● **LISTED ENTRIES**:
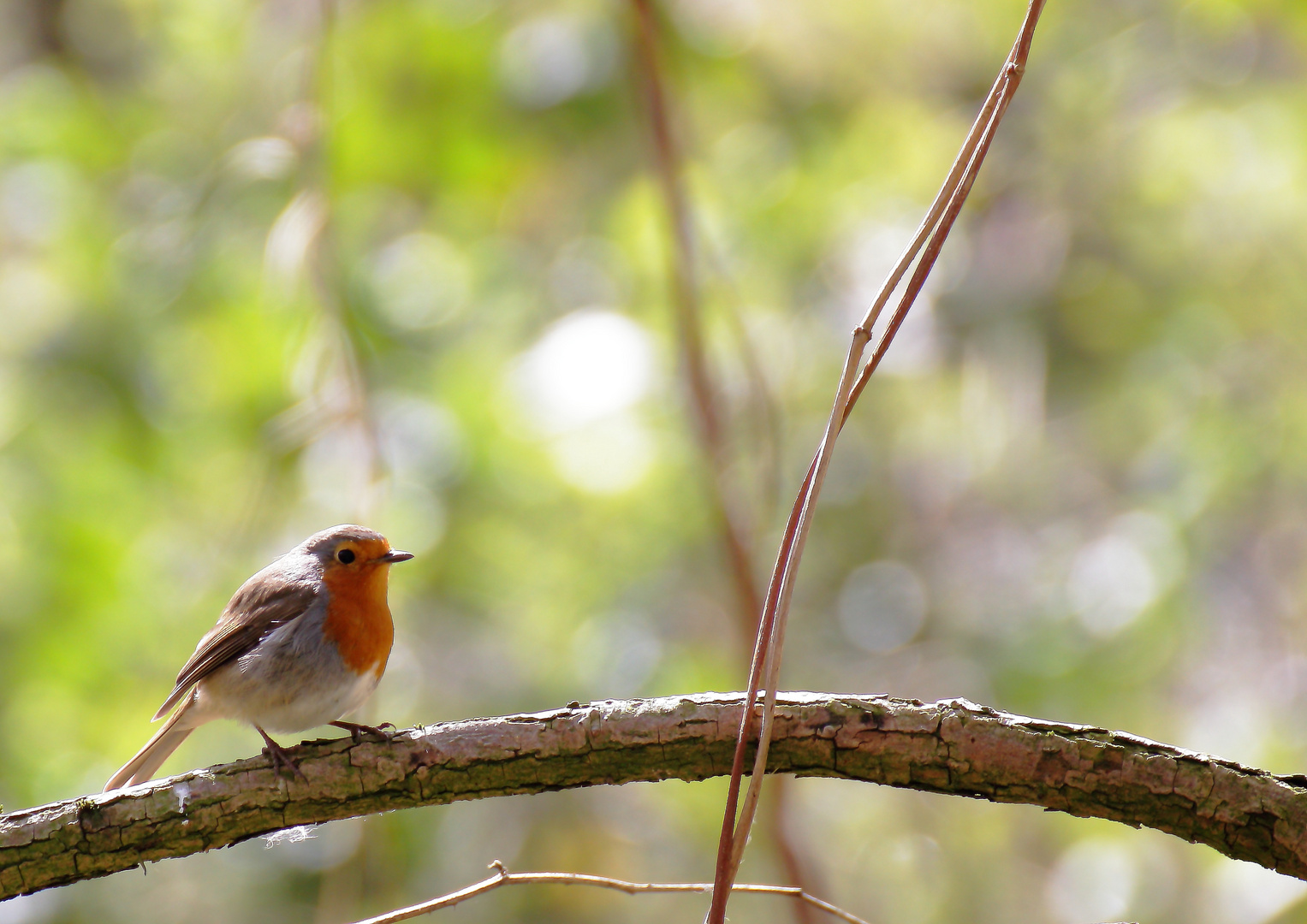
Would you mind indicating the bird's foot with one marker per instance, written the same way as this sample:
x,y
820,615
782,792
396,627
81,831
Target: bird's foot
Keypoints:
x,y
357,731
280,758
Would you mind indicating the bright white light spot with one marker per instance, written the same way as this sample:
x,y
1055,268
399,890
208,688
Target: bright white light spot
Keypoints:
x,y
550,59
1111,583
263,158
882,606
419,281
30,909
615,655
1093,881
1245,893
293,234
587,366
35,198
605,458
34,306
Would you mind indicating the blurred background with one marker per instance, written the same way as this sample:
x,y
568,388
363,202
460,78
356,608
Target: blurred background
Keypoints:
x,y
270,265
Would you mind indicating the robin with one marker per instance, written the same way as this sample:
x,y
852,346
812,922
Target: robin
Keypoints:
x,y
300,644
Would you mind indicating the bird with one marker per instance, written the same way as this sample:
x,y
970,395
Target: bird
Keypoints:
x,y
300,644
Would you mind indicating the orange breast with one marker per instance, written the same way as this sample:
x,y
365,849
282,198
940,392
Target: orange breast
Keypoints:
x,y
359,619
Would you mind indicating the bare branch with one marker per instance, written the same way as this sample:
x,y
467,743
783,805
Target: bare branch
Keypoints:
x,y
503,877
698,371
765,669
950,747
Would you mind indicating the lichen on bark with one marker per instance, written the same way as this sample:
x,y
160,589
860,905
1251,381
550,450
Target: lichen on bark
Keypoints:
x,y
950,747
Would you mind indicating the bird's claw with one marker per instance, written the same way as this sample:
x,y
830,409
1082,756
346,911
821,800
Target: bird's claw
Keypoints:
x,y
280,758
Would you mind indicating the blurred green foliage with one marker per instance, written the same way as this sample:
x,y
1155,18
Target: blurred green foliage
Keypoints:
x,y
265,267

● **PROBLEM DESCRIPTION**: The expected answer is every line in the data above that carries the string "green".

● **OUTPUT FOR THIS EXERCISE**:
Would you mind indicating the blurred green foliage with one marker per instance, written the same way as this sample:
Target: blurred green foliage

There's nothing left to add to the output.